# [SELECTED TEXT]
· · · · · · ·

Let’s start with data ingestion for RAG. (If you’re not sure what RAG is, check out our guide to RAG).

Use Case #1: Data Ingestion for RAG

Successful RAG implementations start with the ability to access and index data, but a production-ready implementation means much more:

  1. Access users’ data sources like their Google Drive, their Notion, their Confluence, etc.

  2. Extract the text from their data using the integration provider’s API

  3. Index it into your vector database for retrieval when your AI is prompted

  4. Implement a permissions pattern (i.e. keep a database of users to data permissions and only allow your AI application to return data that a user has permissions to)

  5. Stay up-to-date with changes in your users’ data and permissions (i.e. new files added to Google Drive, new read-only users added to a file’s permissions)

In-house:

After handling your users’ OAuth, your application can use your users’ 3rd-party tokens with API calls and start retrieving data.

Access, Extract, and Index Data

For steps 1-3, this means researching what APIs are available on the integration provider that can return your users’ data back to your application. For Google Drive, it may look like using their export endpoint to access and extracting the text from a Google Drive file. (If you’re interested on what it’s like using Google Drive APIs for data ingestion, read our first-hand experience on building data ingestion in-house).

· · · · · · ·

# [PROVIDED RECORDS]
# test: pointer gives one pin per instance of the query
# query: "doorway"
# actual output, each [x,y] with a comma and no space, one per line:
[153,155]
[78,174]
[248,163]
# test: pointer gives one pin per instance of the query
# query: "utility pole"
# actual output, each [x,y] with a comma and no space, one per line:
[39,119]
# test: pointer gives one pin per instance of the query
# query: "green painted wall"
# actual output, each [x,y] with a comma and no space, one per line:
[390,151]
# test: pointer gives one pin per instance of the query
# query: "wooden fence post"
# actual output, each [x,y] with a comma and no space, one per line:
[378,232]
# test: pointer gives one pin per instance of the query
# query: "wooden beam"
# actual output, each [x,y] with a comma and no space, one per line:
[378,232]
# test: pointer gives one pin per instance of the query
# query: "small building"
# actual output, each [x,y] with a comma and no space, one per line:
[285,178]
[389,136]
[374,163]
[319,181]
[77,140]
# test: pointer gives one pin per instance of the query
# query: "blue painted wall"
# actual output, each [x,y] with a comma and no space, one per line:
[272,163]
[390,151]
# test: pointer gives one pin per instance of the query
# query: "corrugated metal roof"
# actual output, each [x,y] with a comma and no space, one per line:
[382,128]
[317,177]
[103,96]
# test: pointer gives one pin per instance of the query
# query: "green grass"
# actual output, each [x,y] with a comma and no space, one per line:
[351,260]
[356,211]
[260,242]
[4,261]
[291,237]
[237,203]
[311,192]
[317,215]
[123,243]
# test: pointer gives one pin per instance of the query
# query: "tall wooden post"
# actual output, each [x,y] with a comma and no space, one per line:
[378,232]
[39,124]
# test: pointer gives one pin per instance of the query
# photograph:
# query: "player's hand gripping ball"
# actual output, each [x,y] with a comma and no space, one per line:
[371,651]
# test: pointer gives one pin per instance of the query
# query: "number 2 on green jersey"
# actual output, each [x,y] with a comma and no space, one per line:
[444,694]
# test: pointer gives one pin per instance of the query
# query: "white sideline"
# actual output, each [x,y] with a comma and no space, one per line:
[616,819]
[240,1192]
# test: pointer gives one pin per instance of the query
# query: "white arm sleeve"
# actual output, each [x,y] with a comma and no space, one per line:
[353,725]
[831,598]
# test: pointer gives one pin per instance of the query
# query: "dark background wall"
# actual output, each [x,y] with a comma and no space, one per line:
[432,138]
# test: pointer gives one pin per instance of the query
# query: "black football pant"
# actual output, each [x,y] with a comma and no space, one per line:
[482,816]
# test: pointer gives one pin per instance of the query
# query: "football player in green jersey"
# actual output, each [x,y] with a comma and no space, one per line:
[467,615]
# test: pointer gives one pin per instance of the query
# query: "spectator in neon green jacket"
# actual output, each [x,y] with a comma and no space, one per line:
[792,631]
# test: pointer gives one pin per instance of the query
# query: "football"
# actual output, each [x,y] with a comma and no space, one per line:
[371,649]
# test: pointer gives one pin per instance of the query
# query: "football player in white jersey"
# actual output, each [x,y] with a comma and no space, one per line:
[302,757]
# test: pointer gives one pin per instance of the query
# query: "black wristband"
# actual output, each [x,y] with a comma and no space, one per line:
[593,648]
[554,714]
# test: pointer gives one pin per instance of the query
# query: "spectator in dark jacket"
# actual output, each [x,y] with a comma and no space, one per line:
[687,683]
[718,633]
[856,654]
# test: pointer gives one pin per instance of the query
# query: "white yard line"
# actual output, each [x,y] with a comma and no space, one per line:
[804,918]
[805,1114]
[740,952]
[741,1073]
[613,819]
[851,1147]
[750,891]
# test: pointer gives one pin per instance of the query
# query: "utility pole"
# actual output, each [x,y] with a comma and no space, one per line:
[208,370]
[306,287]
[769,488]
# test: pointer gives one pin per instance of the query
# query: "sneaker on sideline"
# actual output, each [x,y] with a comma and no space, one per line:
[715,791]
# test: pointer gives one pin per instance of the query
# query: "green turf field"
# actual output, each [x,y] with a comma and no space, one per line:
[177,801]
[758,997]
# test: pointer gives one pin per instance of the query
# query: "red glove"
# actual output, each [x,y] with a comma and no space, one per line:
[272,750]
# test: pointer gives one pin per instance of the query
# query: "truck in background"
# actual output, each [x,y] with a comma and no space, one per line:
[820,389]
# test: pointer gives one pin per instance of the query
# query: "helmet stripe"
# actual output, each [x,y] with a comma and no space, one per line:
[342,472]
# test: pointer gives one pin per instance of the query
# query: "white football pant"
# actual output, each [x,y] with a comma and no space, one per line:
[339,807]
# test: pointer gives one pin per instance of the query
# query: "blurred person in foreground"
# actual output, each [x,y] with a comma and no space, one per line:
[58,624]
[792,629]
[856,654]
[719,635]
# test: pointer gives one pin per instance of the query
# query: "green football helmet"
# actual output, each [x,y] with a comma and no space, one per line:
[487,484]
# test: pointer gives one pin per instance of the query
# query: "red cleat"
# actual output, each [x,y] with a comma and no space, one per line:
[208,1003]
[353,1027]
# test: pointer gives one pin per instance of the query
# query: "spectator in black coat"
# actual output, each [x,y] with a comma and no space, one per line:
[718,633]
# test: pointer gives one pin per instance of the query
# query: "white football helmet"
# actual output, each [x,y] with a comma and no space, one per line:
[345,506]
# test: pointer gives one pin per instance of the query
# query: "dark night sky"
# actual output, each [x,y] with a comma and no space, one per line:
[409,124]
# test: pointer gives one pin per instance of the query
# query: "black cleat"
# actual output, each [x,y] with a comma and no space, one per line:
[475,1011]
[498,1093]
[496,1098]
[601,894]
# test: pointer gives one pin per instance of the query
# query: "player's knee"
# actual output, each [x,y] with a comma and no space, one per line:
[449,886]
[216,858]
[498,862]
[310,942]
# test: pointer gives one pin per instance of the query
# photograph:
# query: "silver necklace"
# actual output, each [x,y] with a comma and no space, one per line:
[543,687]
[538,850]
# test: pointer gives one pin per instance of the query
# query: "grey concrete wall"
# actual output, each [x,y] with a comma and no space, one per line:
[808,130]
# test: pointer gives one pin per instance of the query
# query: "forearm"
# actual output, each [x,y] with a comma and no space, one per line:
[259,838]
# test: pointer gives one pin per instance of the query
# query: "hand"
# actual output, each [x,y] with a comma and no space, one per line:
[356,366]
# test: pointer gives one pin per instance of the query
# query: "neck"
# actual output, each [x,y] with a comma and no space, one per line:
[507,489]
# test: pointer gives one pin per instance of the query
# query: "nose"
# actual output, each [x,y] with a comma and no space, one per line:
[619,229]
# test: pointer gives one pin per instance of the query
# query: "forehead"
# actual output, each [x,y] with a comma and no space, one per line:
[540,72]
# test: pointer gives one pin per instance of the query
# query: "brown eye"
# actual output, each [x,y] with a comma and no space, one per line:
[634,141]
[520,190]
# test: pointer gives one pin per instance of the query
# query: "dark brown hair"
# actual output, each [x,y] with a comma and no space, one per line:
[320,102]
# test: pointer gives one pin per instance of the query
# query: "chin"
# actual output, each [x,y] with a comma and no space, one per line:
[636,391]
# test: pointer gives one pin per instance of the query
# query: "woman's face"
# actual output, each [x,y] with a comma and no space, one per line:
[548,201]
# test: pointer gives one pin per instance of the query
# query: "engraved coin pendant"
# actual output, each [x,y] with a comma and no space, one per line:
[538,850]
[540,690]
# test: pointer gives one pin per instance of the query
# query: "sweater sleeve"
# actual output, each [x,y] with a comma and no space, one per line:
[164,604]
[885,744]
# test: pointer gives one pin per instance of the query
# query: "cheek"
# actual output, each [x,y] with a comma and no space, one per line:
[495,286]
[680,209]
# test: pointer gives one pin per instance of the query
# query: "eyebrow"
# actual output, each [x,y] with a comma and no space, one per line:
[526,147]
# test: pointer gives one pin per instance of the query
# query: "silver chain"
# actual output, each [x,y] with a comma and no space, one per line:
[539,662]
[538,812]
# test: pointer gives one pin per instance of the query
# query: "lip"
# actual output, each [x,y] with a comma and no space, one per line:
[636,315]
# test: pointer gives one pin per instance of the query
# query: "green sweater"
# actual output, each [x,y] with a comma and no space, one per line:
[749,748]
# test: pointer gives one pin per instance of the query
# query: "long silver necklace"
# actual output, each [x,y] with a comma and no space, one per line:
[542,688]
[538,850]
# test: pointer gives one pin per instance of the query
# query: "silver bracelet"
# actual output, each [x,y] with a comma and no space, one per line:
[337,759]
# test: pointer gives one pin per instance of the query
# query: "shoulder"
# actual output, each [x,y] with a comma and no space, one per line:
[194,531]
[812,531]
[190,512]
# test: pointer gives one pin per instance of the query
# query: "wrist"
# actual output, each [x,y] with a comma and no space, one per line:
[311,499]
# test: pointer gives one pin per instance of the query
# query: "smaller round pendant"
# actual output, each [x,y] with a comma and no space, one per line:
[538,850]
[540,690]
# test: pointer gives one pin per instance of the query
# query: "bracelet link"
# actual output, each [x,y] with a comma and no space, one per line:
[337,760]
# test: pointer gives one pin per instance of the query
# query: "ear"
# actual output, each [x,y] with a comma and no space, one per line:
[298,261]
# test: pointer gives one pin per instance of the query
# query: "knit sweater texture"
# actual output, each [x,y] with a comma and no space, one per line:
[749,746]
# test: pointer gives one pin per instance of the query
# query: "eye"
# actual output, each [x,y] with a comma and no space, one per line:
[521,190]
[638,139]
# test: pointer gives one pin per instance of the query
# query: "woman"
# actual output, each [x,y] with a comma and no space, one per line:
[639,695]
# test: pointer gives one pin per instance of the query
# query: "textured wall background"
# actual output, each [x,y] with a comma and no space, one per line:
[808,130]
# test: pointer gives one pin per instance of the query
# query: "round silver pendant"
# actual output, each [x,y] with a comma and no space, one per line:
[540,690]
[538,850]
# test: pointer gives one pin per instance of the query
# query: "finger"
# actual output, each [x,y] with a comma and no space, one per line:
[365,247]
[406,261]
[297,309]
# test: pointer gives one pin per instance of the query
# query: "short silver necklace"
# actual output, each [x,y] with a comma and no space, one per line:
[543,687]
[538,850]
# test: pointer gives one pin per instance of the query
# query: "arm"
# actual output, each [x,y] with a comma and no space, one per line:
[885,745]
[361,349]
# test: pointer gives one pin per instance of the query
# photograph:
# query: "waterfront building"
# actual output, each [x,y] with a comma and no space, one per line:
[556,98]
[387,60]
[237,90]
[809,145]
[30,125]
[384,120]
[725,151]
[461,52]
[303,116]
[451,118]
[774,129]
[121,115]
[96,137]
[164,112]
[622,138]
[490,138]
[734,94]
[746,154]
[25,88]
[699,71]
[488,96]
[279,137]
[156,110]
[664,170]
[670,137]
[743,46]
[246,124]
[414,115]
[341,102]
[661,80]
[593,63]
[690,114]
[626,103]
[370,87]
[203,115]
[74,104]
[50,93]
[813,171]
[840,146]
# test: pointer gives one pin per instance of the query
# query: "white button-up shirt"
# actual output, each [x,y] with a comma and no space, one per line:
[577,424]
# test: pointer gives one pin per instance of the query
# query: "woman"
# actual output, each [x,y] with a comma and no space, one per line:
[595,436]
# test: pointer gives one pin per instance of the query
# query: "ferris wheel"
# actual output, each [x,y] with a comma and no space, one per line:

· · · · · · ·

# [GOAL]
In the text on data ingestion for RAG, which Google Drive endpoint may be used to access a file and extract its text? The records have no role here.

# [CORRECT RESPONSE]
The export endpoint.